Goal: All of the data must be printed exactly; please include every line.

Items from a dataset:

□ □ □ □ □ □ □

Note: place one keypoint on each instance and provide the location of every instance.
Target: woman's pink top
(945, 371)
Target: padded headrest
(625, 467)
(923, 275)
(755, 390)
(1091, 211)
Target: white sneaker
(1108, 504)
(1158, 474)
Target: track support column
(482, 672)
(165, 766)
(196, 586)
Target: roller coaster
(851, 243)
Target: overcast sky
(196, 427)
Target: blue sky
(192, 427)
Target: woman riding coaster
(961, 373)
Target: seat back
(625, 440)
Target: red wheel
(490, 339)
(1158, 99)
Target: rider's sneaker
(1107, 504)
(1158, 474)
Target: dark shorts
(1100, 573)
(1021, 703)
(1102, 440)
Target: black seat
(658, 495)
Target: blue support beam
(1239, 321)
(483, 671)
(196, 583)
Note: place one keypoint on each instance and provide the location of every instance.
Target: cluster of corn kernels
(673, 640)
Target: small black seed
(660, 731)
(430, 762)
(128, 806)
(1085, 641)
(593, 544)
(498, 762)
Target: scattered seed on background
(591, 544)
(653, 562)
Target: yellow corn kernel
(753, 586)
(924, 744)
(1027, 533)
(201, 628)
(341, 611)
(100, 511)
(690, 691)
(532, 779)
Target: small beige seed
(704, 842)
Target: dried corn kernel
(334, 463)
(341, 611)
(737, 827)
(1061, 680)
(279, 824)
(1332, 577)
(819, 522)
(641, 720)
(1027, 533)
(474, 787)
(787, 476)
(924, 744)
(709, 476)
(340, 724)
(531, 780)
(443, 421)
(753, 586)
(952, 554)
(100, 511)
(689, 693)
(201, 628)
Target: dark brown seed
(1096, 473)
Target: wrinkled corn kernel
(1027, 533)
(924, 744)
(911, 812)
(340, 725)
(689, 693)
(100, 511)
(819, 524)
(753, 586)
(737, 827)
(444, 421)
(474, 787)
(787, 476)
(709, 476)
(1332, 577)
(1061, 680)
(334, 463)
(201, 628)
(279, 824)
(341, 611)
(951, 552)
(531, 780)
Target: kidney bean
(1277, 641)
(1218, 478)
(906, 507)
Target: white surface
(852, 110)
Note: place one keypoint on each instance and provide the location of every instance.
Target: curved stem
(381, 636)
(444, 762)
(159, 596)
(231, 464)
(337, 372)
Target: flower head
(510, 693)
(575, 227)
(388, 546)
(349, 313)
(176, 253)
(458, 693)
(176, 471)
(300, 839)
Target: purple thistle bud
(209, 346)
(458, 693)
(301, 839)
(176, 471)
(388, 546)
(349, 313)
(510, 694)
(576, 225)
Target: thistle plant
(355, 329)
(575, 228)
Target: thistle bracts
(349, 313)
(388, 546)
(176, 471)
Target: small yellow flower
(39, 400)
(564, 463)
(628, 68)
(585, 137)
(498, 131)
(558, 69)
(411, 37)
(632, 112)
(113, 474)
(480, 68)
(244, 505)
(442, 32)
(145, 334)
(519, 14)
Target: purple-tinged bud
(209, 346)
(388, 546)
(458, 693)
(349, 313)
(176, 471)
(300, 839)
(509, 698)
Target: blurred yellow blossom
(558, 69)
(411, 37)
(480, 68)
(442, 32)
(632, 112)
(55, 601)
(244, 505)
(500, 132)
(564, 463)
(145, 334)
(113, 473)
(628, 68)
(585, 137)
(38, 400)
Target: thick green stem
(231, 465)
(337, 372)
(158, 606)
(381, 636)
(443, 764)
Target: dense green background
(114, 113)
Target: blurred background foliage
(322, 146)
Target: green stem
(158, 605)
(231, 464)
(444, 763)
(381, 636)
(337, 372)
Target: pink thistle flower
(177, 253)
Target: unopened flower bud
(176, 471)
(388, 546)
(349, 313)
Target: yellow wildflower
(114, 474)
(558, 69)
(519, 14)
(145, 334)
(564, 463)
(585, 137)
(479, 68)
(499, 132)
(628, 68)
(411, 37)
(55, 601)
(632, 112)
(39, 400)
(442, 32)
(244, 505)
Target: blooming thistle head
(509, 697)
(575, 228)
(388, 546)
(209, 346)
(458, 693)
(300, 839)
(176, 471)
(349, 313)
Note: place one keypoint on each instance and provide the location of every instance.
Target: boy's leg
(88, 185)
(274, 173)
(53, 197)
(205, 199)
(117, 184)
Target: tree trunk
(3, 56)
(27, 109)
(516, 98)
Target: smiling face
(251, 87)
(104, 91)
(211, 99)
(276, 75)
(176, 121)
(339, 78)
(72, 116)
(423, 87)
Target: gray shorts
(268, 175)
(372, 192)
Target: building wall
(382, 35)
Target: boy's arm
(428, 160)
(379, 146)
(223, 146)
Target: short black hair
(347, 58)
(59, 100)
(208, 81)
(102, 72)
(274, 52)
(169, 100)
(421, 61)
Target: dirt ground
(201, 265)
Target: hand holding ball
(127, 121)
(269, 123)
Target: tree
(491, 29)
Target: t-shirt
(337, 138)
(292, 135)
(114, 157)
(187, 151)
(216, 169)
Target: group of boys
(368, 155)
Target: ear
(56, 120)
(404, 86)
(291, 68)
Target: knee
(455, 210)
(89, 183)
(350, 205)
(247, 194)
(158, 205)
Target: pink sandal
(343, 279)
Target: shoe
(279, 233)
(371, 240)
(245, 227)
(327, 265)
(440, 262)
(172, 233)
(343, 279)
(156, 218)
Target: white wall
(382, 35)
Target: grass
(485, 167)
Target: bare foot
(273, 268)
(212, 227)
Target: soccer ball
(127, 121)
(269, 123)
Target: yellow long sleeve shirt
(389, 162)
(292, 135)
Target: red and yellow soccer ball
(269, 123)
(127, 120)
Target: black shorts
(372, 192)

□ □ □ □ □ □ □

Reply to the exercise:
Note: place one keypoint on each instance and provide the location of every instance.
Target: woman's pink top
(945, 371)
Target: padded headrest
(625, 467)
(923, 275)
(755, 390)
(1091, 211)
Target: white sneaker
(1108, 504)
(1158, 474)
Target: track support column
(482, 672)
(165, 766)
(196, 586)
Target: roller coaster
(851, 243)
Target: overcast sky
(196, 427)
Target: blue sky
(192, 427)
Target: woman riding coaster
(961, 373)
Target: seat back
(625, 440)
Target: red wheel
(490, 339)
(1158, 99)
Target: rider's sneaker
(1107, 504)
(1158, 474)
Target: dark shorts
(1100, 573)
(1021, 703)
(1102, 440)
Target: black seat
(658, 495)
Target: blue support beam
(1239, 321)
(483, 671)
(196, 583)
Note: place one keypoint on each instance and provide the location of every instance.
Target: cluster of corn kernels
(673, 640)
Target: small black seed
(660, 731)
(430, 762)
(128, 806)
(1085, 641)
(593, 544)
(498, 762)
Target: scattered seed on background
(591, 544)
(653, 562)
Target: yellow corn kernel
(753, 586)
(924, 744)
(1027, 533)
(201, 628)
(341, 611)
(100, 511)
(690, 691)
(532, 779)
Target: small beige seed
(704, 842)
Target: dried corn kernel
(334, 463)
(341, 611)
(737, 827)
(1061, 680)
(279, 824)
(1332, 577)
(819, 522)
(641, 720)
(1027, 533)
(474, 787)
(787, 476)
(924, 744)
(709, 476)
(340, 724)
(531, 780)
(443, 421)
(753, 586)
(952, 554)
(100, 511)
(689, 693)
(201, 628)
Target: dark brown seed
(1096, 473)
Target: wrinkled corn kernel
(1027, 533)
(924, 744)
(911, 812)
(340, 725)
(689, 693)
(100, 511)
(819, 524)
(753, 586)
(737, 827)
(444, 421)
(474, 787)
(787, 476)
(709, 476)
(1332, 577)
(1061, 680)
(334, 463)
(201, 628)
(279, 824)
(341, 611)
(951, 552)
(531, 780)
Target: kidney bean
(1277, 641)
(1218, 478)
(906, 507)
Target: white surface
(852, 110)
Note: place one keypoint on each instance and provide the location of every instance.
Target: curved stem
(381, 636)
(444, 762)
(159, 596)
(231, 464)
(337, 372)
Target: flower head
(510, 693)
(575, 227)
(388, 546)
(349, 313)
(176, 253)
(458, 693)
(176, 471)
(300, 839)
Target: purple thistle bud
(209, 346)
(458, 693)
(301, 839)
(176, 471)
(388, 546)
(349, 313)
(510, 694)
(576, 225)
Target: thistle plant
(355, 329)
(575, 228)
Target: thistle bracts
(349, 313)
(388, 546)
(176, 471)
Target: small yellow flower
(39, 400)
(564, 463)
(628, 68)
(585, 137)
(498, 131)
(558, 69)
(411, 37)
(632, 112)
(113, 474)
(480, 68)
(244, 505)
(442, 32)
(145, 334)
(519, 14)
Target: purple-tinged bud
(209, 346)
(388, 546)
(458, 693)
(349, 313)
(176, 471)
(300, 839)
(509, 698)
Target: blurred yellow blossom
(558, 69)
(411, 37)
(480, 68)
(442, 32)
(632, 112)
(55, 601)
(244, 505)
(500, 132)
(564, 463)
(145, 334)
(113, 473)
(628, 68)
(585, 137)
(38, 400)
Target: thick green stem
(231, 465)
(337, 372)
(158, 606)
(381, 636)
(443, 764)
Target: dense green background
(114, 113)
Target: blurred background foliage
(322, 146)
Target: green stem
(158, 605)
(231, 464)
(444, 763)
(381, 636)
(337, 372)
Target: pink thistle flower
(177, 253)
Target: unopened flower bud
(176, 471)
(388, 546)
(349, 313)
Target: yellow wildflower
(114, 474)
(558, 69)
(519, 14)
(145, 334)
(564, 463)
(585, 137)
(479, 68)
(499, 132)
(628, 68)
(411, 37)
(55, 601)
(632, 112)
(39, 400)
(442, 32)
(244, 505)
Target: blooming thistle head
(509, 697)
(575, 228)
(388, 546)
(209, 346)
(458, 693)
(300, 839)
(176, 471)
(349, 313)
Note: place one keypoint on each instance and provide the location of every instance.
Target: boy's leg
(88, 185)
(274, 173)
(53, 197)
(205, 199)
(117, 184)
Target: tree trunk
(3, 56)
(27, 109)
(516, 98)
Target: smiling face
(251, 87)
(104, 91)
(211, 99)
(276, 75)
(176, 121)
(339, 78)
(72, 116)
(423, 87)
Target: gray shorts
(268, 175)
(372, 192)
Target: building wall
(382, 35)
Target: boy's arm
(428, 160)
(379, 146)
(223, 146)
Target: short black hair
(347, 58)
(59, 100)
(208, 81)
(102, 72)
(274, 52)
(169, 100)
(421, 61)
Target: dirt ground
(201, 265)
Target: hand holding ball
(127, 121)
(269, 123)
Target: tree
(491, 29)
Target: t-shirt
(337, 138)
(292, 135)
(114, 157)
(187, 151)
(216, 169)
Target: group of boys
(368, 155)
Target: ear
(56, 120)
(404, 86)
(291, 68)
Target: knee
(455, 210)
(89, 183)
(350, 205)
(247, 194)
(158, 205)
Target: pink sandal
(343, 279)
Target: shoe
(279, 233)
(371, 240)
(245, 227)
(327, 265)
(440, 262)
(172, 233)
(343, 279)
(156, 218)
Target: white wall
(382, 35)
Target: grass
(485, 167)
Target: bare foot
(273, 268)
(212, 227)
Target: soccer ball
(127, 121)
(269, 123)
Target: yellow long sleeve shirt
(389, 162)
(292, 135)
Target: red and yellow soccer ball
(269, 123)
(127, 120)
Target: black shorts
(372, 192)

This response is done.